Ford Transit



Lembro-me perfeitamente de ser criança e de adorar carrinhas, principalmente as versões de passageiros. Lembro-me, também, de ter uma Ford Transit da Majorette e de ser um dos meus carrinhos preferidos. No meio de muitas máquinas mais “potentes”, a Transit, tal como como as à escala 1:1 que percorriam e percorrem as estradas, era dos que mais me captava a atenção. Muitos quilómetros fez aquela carrinha no quintal de casa e nos muros da escola. Mas no meio de tantos modelos icónicos, tantos nomes incontornáveis da história do automóvel, acabamos sempre por relembrar ou celebrar automóveis desportivos, raros ou, por oposição, de grande sucesso comercial. Mas automóveis mais “normais”, raramente uma carrinha, um furgão de transporte de mercadorias ou passageiros. E a Transit é, sem dúvida, “A Carrinha”, pois conta já com 55 anos de história, tendo sido lançada no mercado em Outubro de 1965.

A primeira geração 1953 a 1965 (D) 1953 a 1961 Ford FK 1000 (Ford Köln) 1961 a 1965 Ford Taunus Transit .

O lançamento da nova Transit foi o melhor que podia ter acontecido a muitos pequenos negócios no Reino Unido. Isto porque foi a Transit, a substituta da Thames 400E, que acabou por explorar da melhor forma a regulamentação ali implementada para o transporte de mercadorias que obrigava qualquer interessado em abrir o seu negócio de transportes em requerer um licenciamento quase sempre negado porque, basicamente, quem decidia eram os empresários já estabelecidos. No entanto, essas “regras” só se aplicavam a veículos de peso superior a 3500 kg e a então nova Transit ficava bem aquém desse número. Para além disso, era rápida e consumia menos, pelo que os “grandes” começaram a temer as empresas que apostaram no novo comercial da Ford.
______
INSTRUÇÕES DO EXERCÍCIO
Devolva, sem qualquer alteração, tudo o que consta no texto sobre a Ford Transit, desde "Lembro-me perfeitamente de" até "Outubro de 1965.".
______
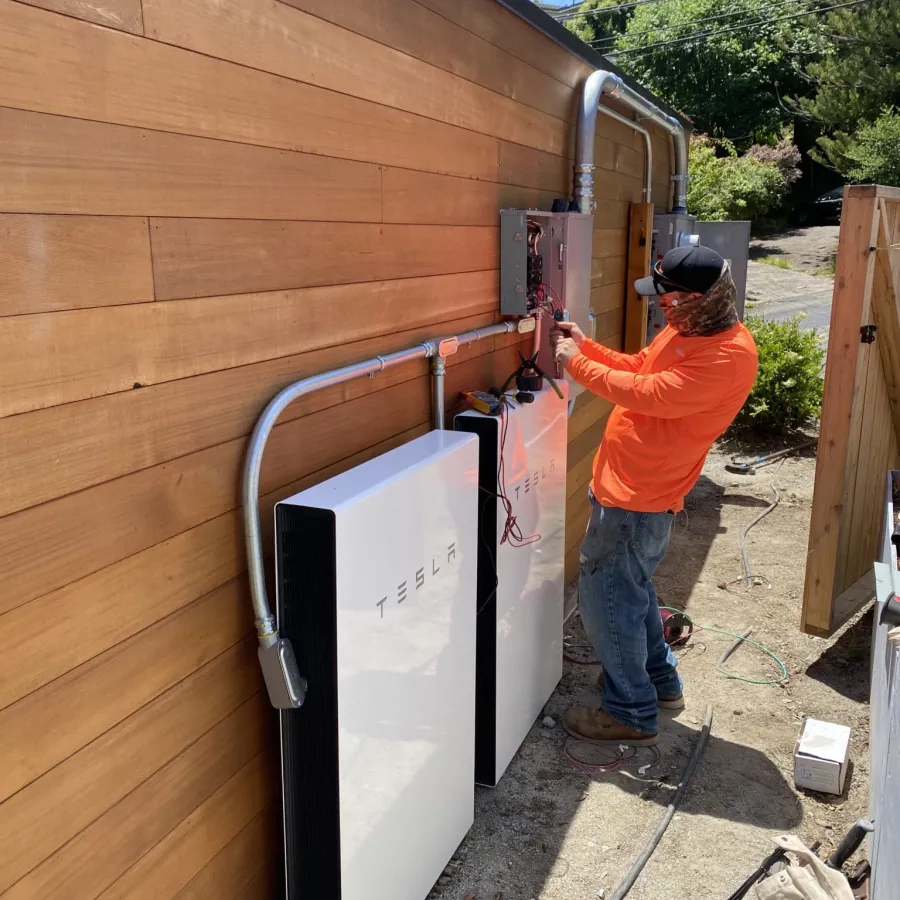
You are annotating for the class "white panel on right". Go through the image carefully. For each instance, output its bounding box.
[455,382,568,786]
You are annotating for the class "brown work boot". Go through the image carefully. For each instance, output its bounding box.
[597,670,684,709]
[563,706,659,747]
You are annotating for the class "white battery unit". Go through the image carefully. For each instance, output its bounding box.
[455,382,568,786]
[275,431,479,900]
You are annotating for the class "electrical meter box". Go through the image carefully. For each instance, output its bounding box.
[647,213,700,344]
[500,209,593,396]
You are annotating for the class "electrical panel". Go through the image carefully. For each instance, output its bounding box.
[647,213,700,344]
[500,209,593,384]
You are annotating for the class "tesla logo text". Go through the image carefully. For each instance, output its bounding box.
[375,541,456,619]
[515,459,556,500]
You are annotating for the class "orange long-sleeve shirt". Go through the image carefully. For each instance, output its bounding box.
[566,323,757,512]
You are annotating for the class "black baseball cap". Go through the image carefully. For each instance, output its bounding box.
[634,247,725,297]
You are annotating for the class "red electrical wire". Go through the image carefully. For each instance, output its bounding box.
[497,402,541,547]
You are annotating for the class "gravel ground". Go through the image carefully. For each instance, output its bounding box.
[750,225,840,273]
[432,430,871,900]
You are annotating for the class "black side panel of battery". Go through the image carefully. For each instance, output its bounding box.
[454,416,500,787]
[275,505,341,900]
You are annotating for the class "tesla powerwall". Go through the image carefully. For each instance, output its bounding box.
[275,431,478,900]
[455,383,568,785]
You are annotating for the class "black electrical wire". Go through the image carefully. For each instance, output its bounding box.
[606,0,871,57]
[610,704,712,900]
[588,0,806,52]
[553,0,662,22]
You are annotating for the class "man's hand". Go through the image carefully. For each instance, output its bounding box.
[550,322,584,347]
[553,338,581,368]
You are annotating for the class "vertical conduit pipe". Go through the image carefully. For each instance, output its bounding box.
[241,318,535,709]
[573,69,688,215]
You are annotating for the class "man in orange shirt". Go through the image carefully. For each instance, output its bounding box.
[551,247,757,746]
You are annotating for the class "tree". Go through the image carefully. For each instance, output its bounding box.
[615,0,824,147]
[688,135,786,222]
[798,0,900,175]
[566,0,632,46]
[846,108,900,187]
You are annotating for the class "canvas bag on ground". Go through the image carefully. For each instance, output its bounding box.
[756,837,853,900]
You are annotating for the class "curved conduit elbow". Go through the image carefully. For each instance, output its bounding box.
[572,69,688,215]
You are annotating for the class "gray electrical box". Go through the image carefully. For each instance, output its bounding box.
[647,215,750,344]
[500,209,593,375]
[697,222,750,322]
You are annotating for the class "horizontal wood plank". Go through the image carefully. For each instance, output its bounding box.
[591,281,625,316]
[151,221,500,302]
[143,0,566,153]
[569,392,613,444]
[0,264,497,416]
[0,215,153,316]
[383,169,558,225]
[418,0,593,88]
[282,0,578,122]
[0,306,495,524]
[0,109,381,222]
[0,641,260,893]
[0,347,516,707]
[0,320,500,624]
[0,0,499,180]
[174,808,279,900]
[567,418,606,478]
[16,0,144,34]
[497,141,574,197]
[98,753,274,900]
[0,380,429,708]
[566,495,591,555]
[4,684,271,900]
[566,453,594,498]
[0,582,252,800]
[233,860,279,900]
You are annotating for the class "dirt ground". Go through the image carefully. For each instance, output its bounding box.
[432,428,871,900]
[750,225,840,274]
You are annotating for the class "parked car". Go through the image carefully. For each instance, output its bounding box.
[797,187,844,225]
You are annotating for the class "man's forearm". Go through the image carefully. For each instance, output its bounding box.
[580,338,644,372]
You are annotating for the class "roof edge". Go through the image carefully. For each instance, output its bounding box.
[496,0,694,132]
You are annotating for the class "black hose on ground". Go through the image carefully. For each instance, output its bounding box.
[610,704,712,900]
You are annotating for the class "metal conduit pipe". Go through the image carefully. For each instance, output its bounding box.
[573,69,688,215]
[597,106,653,203]
[241,318,535,709]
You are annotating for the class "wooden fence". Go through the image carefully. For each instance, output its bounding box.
[802,185,900,635]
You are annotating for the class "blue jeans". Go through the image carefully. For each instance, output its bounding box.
[578,497,683,734]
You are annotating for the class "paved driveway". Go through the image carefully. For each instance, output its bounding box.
[747,262,834,342]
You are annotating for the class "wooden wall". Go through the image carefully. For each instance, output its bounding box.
[0,0,669,900]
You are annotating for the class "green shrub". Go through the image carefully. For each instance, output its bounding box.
______
RESULTADO DA TAREFA
Lembro-me perfeitamente de ser criança e de adorar carrinhas, principalmente as versões de passageiros. Lembro-me, também, de ter uma Ford Transit da Majorette e de ser um dos meus carrinhos preferidos. No meio de muitas máquinas mais “potentes”, a Transit, tal como como as à escala 1:1 que percorriam e percorrem as estradas, era dos que mais me captava a atenção. Muitos quilómetros fez aquela carrinha no quintal de casa e nos muros da escola. Mas no meio de tantos modelos icónicos, tantos nomes incontornáveis da história do automóvel, acabamos sempre por relembrar ou celebrar automóveis desportivos, raros ou, por oposição, de grande sucesso comercial. Mas automóveis mais “normais”, raramente uma carrinha, um furgão de transporte de mercadorias ou passageiros. E a Transit é, sem dúvida, “A Carrinha”, pois conta já com 55 anos de história, tendo sido lançada no mercado em Outubro de 1965.